**Dataset excerpts on object pointing:**

***

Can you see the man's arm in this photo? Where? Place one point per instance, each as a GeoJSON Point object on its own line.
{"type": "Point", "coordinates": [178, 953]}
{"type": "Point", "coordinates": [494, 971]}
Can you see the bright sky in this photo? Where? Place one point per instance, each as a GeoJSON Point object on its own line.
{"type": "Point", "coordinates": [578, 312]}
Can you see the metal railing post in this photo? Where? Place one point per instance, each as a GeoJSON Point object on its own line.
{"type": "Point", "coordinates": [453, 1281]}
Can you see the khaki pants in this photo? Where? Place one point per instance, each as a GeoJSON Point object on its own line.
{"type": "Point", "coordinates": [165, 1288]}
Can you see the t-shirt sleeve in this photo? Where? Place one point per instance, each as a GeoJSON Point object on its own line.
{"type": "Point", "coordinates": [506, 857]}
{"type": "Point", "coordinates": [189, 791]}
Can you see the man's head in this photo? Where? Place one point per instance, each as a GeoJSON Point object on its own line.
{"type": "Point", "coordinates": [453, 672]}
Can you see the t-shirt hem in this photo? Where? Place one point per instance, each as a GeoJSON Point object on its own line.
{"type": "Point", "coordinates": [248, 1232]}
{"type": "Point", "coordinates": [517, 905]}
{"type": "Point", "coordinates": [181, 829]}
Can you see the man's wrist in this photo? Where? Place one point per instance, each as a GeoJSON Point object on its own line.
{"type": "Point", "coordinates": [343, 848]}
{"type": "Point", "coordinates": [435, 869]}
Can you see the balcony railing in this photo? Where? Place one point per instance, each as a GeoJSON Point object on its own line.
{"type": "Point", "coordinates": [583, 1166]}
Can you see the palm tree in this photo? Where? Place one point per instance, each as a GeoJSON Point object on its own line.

***

Every line from the one containing "Can you see the t-shirt hem" through the last line of the entries must be written out verbatim, and no other line.

**Response for this exercise:**
Can you see the t-shirt hem in this photo? Where? Place one point per instance, each as a GeoJSON Point object on its own line.
{"type": "Point", "coordinates": [248, 1232]}
{"type": "Point", "coordinates": [517, 905]}
{"type": "Point", "coordinates": [181, 829]}
Can you see the man's wrist in this photo? Where? Place one point per instance, each as a GeoJSON Point object on its own line.
{"type": "Point", "coordinates": [343, 848]}
{"type": "Point", "coordinates": [435, 869]}
Can you see the balcony railing in this photo? Where? Place one point per instance, each as a GeoJSON Point object on its own line.
{"type": "Point", "coordinates": [583, 1166]}
Can you see the palm tree in this photo? Where? Place one point per instance, each as a GeoJSON Point object on its own line.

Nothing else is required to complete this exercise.